▶ **Testo**:
------------------------------------

Intanto però che la situazione fosse mutata in Colombia negli ultimi mesi lo attestano anche alcuni recenti rapporti dell'intelligence italiana. Si tratta semplicemente di analisi effettuate dai nostri 007 per stabilire i mutamenti geopolitici in alcune zone del mondo, attività ordinarie che però adesso assumono tutta un'altra luce dopo la morte di Mario Paciolla. «Le misure restrittive introdotte in Colombia per contenere la diffusione del coronavirus veniva scritto lo scorso maggio in un dossier degli analisti del Comparto - stanno esacerbando il livello di violenza tra i numerosi gruppi armati attivi nel paese, dove a quasi quattro anni dalla firma dell'accordo di pace con le Farc non si fermano le violenze delle formazioni armate in lotta per il controllo del territorio e delle rotte dei commerci illegali». Il report spiega come la situazione in Colombia sia ulteriormente degenerata con numerosi episodi di violenza anche in base all'attività proprio dell'Onu nel Paese. «Alle ripetute denunce delle associazioni non governative viene specificato nel report - si è aggiunta in questi giorni quella delle Nazioni Unite, che hanno parlato di una vera e propria epidemia di violenza, diretta in particolare contro leader sociali, difensori dei diritti umani ed ex combattenti delle Farc». La stessa Onu spiegava che: «i gruppi armati stanno approfittando del fatto che la maggior parte delle persone è bloccata per espandere la propria presenza e il proprio controllo sul territorio».

------------------------------------

▶ **Dati forniti**:
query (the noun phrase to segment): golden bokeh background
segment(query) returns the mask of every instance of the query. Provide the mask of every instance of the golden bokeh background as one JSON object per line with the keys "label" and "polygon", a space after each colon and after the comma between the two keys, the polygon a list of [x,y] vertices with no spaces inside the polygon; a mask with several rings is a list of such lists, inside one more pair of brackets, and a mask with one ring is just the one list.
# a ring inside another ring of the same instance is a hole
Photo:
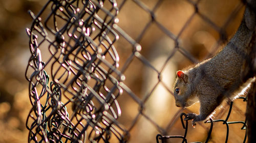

------------------------------------

▶ **Compiti da svolgere**:
a - Rispondi alle seguenti domande sul testo sulla Colombia.
(i) In quale mese è stato scritto il dossier degli analisti del Comparto?
(ii) Da quanto tempo, secondo il dossier, è stato firmato l'accordo di pace con le Farc?
(iii) Contro chi è diretta in particolare la violenza denunciata dalle Nazioni Unite?
b - Riprendi il testo sulla Colombia e proseguilo a partire dalla sua ultima frase.

▶ **Soluzioni dell'esercizio**:
a -
(i) Lo scorso maggio.
(ii) Da quasi quattro anni.
(iii) Contro leader sociali, difensori dei diritti umani ed ex combattenti delle Farc.

b -
Proprio alla luce di questi allarmi chi ora lavora al dossier di Paciolla non esclude che il giovane napoletano possa aver solidarizzato con gli ex militanti delle Farc indispettendo qualcuno dei loro avversari. Solo un'ipotesi, sospetti, che potranno essere approfonditi solo attraverso indagini mirate e individuando chi poteva avere questo interesse. Del resto Paciolla lavorava proprio ad un progetto delle Nazioni Unite che mirava a riconvertire gli ex combattenti al lavoro nei campi.
 

Anche il territorio dove lavorava Paciolla, il dipartimento di Caquetà, era considerato altamente pericoloso e per questo sconsigliato per i viaggiatori o luoghi dove prestare particolari cautele. «Da fine 2019 veniva osservato dagli analisti - nei dipartimenti di Antioquia, Norte de Santander, Cauca, Chocó, Nariño e proprio Caquetá si è registrato un aumento degli sfollamenti». Non solo ma la situazione era definita «preoccupante» nel Sud-Ovest del paese. «Secondo dati diffusi dalla procura colombiana almeno 20 persone sono state uccise nel dipartimento dall'inizio della quarantena decretata lo scorso 25 marzo per contenere la diffusione del coronavirus. Il vice procuratore generale Martha Janeth Mancera (la stessa persona che sabato ha avuto una lunga videoconferenza con la famiglia di Mario) che la situazione di violenza è aumentata durante la quarantena decretata dal governo del presidente Ivan Duque».